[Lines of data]
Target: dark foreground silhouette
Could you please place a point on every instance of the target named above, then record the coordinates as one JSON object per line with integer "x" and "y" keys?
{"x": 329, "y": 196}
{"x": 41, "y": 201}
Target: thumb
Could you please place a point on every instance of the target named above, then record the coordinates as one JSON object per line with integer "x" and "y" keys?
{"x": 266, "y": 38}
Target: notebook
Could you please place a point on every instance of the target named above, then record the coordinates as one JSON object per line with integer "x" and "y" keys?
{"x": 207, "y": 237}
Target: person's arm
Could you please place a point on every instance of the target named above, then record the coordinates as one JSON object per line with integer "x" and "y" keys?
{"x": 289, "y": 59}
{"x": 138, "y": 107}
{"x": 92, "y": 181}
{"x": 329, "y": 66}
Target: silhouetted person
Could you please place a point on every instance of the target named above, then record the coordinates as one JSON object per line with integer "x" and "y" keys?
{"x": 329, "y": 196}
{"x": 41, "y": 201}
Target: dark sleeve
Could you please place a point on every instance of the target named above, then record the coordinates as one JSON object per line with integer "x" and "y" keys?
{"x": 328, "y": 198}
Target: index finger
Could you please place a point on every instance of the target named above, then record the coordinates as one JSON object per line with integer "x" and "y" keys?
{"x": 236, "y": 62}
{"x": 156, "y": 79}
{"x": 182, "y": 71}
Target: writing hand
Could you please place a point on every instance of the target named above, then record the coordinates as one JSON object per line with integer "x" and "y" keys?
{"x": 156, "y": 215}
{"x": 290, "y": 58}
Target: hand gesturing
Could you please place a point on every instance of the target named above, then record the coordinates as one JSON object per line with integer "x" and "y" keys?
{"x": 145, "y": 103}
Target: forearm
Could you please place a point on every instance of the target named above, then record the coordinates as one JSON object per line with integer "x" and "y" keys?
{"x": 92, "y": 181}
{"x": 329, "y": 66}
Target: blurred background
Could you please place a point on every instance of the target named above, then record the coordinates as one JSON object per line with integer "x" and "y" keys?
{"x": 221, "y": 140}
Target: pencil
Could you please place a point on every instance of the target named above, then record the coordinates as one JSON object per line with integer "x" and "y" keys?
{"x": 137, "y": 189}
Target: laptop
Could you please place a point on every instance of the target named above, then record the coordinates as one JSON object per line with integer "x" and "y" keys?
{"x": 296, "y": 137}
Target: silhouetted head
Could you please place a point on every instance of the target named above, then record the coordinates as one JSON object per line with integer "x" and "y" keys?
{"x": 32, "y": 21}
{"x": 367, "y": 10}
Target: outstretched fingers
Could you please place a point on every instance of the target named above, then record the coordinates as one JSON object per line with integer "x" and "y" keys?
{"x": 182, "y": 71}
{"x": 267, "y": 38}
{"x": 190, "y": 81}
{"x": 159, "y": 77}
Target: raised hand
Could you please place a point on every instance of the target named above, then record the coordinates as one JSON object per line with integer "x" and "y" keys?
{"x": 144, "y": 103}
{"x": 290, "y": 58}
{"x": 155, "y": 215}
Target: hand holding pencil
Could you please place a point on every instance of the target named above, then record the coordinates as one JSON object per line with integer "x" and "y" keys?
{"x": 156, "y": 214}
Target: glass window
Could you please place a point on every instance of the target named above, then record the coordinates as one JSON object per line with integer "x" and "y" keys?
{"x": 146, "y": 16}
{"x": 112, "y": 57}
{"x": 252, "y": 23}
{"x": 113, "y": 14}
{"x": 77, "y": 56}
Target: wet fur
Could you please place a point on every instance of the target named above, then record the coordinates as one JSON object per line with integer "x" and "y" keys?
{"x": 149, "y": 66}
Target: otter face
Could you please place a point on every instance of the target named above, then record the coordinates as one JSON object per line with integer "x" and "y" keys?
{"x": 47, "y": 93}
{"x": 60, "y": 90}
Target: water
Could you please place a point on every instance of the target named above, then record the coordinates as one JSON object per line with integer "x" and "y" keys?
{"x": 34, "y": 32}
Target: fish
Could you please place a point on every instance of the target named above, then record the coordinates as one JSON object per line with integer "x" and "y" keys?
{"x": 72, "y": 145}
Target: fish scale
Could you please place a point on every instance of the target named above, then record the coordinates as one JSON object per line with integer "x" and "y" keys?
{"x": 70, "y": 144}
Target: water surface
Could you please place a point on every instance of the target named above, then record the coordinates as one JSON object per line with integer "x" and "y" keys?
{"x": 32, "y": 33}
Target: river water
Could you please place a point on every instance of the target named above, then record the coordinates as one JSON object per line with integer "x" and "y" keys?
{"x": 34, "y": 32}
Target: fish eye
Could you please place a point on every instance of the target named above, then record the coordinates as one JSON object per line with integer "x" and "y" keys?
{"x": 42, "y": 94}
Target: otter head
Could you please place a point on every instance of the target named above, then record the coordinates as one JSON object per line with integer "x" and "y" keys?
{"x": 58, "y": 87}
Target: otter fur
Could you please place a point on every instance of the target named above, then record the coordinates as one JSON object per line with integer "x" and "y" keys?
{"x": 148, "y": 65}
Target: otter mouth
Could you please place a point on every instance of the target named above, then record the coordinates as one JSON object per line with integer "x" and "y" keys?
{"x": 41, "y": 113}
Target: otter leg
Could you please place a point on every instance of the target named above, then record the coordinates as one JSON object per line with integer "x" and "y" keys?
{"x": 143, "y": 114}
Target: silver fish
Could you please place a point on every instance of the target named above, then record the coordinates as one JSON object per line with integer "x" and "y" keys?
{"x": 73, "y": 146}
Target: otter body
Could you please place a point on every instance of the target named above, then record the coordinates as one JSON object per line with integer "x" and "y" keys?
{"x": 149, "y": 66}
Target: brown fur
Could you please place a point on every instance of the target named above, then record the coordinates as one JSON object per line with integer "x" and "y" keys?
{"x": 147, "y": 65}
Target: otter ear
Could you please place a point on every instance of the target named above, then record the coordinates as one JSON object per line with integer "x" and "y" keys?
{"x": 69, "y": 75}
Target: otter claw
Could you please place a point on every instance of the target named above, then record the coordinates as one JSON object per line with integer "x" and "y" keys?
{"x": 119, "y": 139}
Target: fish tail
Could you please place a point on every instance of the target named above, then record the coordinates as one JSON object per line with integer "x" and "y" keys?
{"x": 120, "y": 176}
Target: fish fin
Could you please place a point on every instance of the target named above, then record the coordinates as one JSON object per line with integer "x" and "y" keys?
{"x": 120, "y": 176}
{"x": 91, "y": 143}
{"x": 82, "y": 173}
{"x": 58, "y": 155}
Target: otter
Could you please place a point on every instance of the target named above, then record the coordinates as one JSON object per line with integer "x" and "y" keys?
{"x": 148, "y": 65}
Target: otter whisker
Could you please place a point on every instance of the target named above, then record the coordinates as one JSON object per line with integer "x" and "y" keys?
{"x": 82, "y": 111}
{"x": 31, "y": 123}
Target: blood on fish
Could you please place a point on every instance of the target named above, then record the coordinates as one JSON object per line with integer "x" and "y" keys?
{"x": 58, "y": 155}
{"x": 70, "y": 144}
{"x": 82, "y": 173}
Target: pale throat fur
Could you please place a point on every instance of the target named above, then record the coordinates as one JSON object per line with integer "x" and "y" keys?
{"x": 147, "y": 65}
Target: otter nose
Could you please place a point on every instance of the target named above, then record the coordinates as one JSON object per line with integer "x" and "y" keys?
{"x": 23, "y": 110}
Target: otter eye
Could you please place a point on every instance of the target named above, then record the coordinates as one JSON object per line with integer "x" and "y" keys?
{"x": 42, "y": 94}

• _Work instructions_
Type out the full listing again, exactly as given.

• _Exercise result_
Target: dark foreground silhouette
Could you please place a point on every instance of the target named above, then record the coordinates as one JSON object per line with integer "x" and "y" keys?
{"x": 329, "y": 196}
{"x": 41, "y": 201}
Target: thumb
Could you please place a point on every instance of the target named above, then record the coordinates as one JSON object per line with integer "x" and "y" keys?
{"x": 266, "y": 38}
Target: notebook
Could you please place a point on every instance of the target named above, then record the coordinates as one JSON object per line with integer "x" and "y" keys?
{"x": 207, "y": 237}
Target: person's arm
Could you please place a point on every instance of the target named above, then record the coordinates as one JSON object per line with integer "x" and "y" keys?
{"x": 289, "y": 59}
{"x": 138, "y": 107}
{"x": 92, "y": 181}
{"x": 329, "y": 66}
Target: silhouetted person
Could you please place a point on every instance of the target named above, then record the coordinates as one JSON object per line with integer "x" and "y" keys?
{"x": 329, "y": 196}
{"x": 41, "y": 201}
Target: dark sleeve
Could you please place a point on every instance of the target named above, then record the coordinates as one JSON object per line with integer "x" and "y" keys?
{"x": 328, "y": 198}
Target: index finger
Could you please place a point on every instance of the target named above, then record the coordinates as one JSON object per line with integer "x" and "y" keys?
{"x": 236, "y": 62}
{"x": 156, "y": 79}
{"x": 182, "y": 71}
Target: writing hand
Could you please place a point on every instance of the target named above, then record the coordinates as one JSON object per line with integer "x" and "y" keys?
{"x": 156, "y": 215}
{"x": 290, "y": 58}
Target: hand gesturing
Could you please place a point on every instance of the target named above, then record the coordinates as one JSON object per line with integer "x" and "y" keys?
{"x": 145, "y": 103}
Target: forearm
Could you please place a point on every instance of the target named above, then record the coordinates as one JSON object per line with integer "x" and "y" keys?
{"x": 92, "y": 181}
{"x": 329, "y": 66}
Target: blurred background
Could you please place a point on every instance of the target named above, then record the coordinates as one JSON object per line with integer "x" and "y" keys?
{"x": 221, "y": 140}
Target: pencil
Could you please place a point on every instance of the target named above, then record the coordinates as one JSON object per line with integer "x" and "y" keys?
{"x": 137, "y": 189}
Target: laptop
Could you please place a point on every instance of the target named above, then record the coordinates as one JSON object per line with integer "x" and "y" keys?
{"x": 296, "y": 137}
Target: silhouetted head
Could you please place a point on every instance of the target named above, then record the coordinates as one JSON object per line with integer "x" and "y" keys?
{"x": 32, "y": 21}
{"x": 367, "y": 10}
Target: outstretched fingers
Could you please place a point on every instance of the target named above, then record the coordinates as one JSON object per line with integer "x" and "y" keys?
{"x": 182, "y": 71}
{"x": 267, "y": 38}
{"x": 190, "y": 81}
{"x": 159, "y": 77}
Target: raised hand
Could you please place a point on every instance of the target named above, then record the coordinates as one JSON object per line with integer "x" and "y" keys?
{"x": 144, "y": 103}
{"x": 290, "y": 58}
{"x": 155, "y": 215}
Target: hand holding pencil
Could you please place a point on every instance of the target named above, then record the coordinates as one JSON object per line with integer "x" and "y" keys?
{"x": 156, "y": 214}
Target: glass window
Could you please place a point on every instance of the target named above, then record the coordinates as one JSON object per line with integer "x" and "y" keys?
{"x": 146, "y": 16}
{"x": 112, "y": 57}
{"x": 252, "y": 23}
{"x": 113, "y": 14}
{"x": 77, "y": 56}
Target: wet fur
Could you please place a point on every instance of the target named above, then record the coordinates as one JSON object per line with integer "x" and "y" keys?
{"x": 149, "y": 66}
Target: otter face
Could you please place a point on every instance of the target named above, then record the coordinates as one JSON object per line with integer "x" and "y" keys?
{"x": 47, "y": 93}
{"x": 60, "y": 90}
Target: water
Could you please place a point on every instance of the target named above, then record the coordinates as one JSON object per line with integer "x" and "y" keys?
{"x": 34, "y": 32}
Target: fish
Could you please place a point on every instance of the target named above, then record the coordinates as one JSON object per line with integer "x" and "y" keys?
{"x": 72, "y": 145}
Target: fish scale
Could you please place a point on every instance of the target named above, then record the coordinates as one JSON object per line with integer "x" and "y" keys?
{"x": 70, "y": 144}
Target: water surface
Could you please place a point on every instance of the target named above, then record the coordinates as one JSON object per line with integer "x" and "y" keys?
{"x": 32, "y": 33}
Target: river water
Could you please place a point on every instance of the target named above, then record the coordinates as one JSON object per line with integer "x" and "y" keys?
{"x": 34, "y": 32}
Target: fish eye
Could you please place a point on every instance of the target named above, then record the coordinates as one JSON object per line with integer "x" and "y" keys?
{"x": 42, "y": 94}
Target: otter head
Could you please place a point on every instance of the target named above, then record the coordinates as one JSON object per line with integer "x" and "y" keys?
{"x": 58, "y": 87}
Target: otter fur
Could you please place a point on every instance of the target named above, then record the coordinates as one JSON object per line with integer "x" and "y" keys?
{"x": 148, "y": 65}
Target: otter mouth
Could you please place a point on every instance of the target named above, then record the coordinates as one JSON object per line with integer "x" and "y" keys?
{"x": 41, "y": 113}
Target: otter leg
Could you please place a point on every instance of the target named above, then record the coordinates as one JSON object per line with integer "x" and "y" keys?
{"x": 143, "y": 114}
Target: silver fish
Could you please place a point on every instance of the target named above, then record the coordinates as one JSON object per line with integer "x" and "y" keys?
{"x": 73, "y": 146}
Target: otter body
Could you please place a point on every instance of the target named above, then record the coordinates as one JSON object per line with integer "x" and "y" keys?
{"x": 149, "y": 66}
Target: brown fur
Could you please place a point on every instance of the target named above, then record the coordinates as one JSON object per line with integer "x" and "y" keys?
{"x": 147, "y": 65}
Target: otter ear
Could you please place a point on every instance of the target named above, then record the coordinates as one JSON object per line with integer "x" and "y" keys?
{"x": 69, "y": 75}
Target: otter claw
Could you please place a point on every instance of the target named above, then record the coordinates as one JSON object per line with integer "x" and "y" keys?
{"x": 119, "y": 139}
Target: fish tail
Could you please place a point on every instance of the target named above, then record the coordinates as one JSON object per line with integer "x" and "y" keys?
{"x": 120, "y": 176}
Target: fish fin
Could you please place a point on every instance of the target named above, then record the coordinates as one JSON object per line with integer "x" and "y" keys?
{"x": 120, "y": 176}
{"x": 91, "y": 143}
{"x": 82, "y": 173}
{"x": 58, "y": 155}
Target: otter
Could you please place a point on every instance of the target named above, then record the coordinates as one JSON object per line with integer "x" and "y" keys?
{"x": 148, "y": 65}
Target: otter whisker
Could you please place a point on every instance of the target named above, then record the coordinates as one JSON object per line with integer "x" and "y" keys?
{"x": 82, "y": 111}
{"x": 31, "y": 123}
Target: blood on fish
Could you please place a point on every instance of the target named above, then record the coordinates as one JSON object per line with integer "x" and "y" keys?
{"x": 58, "y": 155}
{"x": 70, "y": 144}
{"x": 82, "y": 173}
Target: pale throat fur
Could you please place a point on every instance of the target named above, then record the coordinates as one JSON object per line with integer "x" and "y" keys?
{"x": 147, "y": 65}
Target: otter nose
Could you please place a point on every instance of the target named above, then record the coordinates as one JSON object per line with integer "x" and "y" keys?
{"x": 23, "y": 110}
Target: otter eye
Could you please place a point on every instance of the target named above, then record the coordinates as one JSON object per line with integer "x" and "y" keys?
{"x": 42, "y": 94}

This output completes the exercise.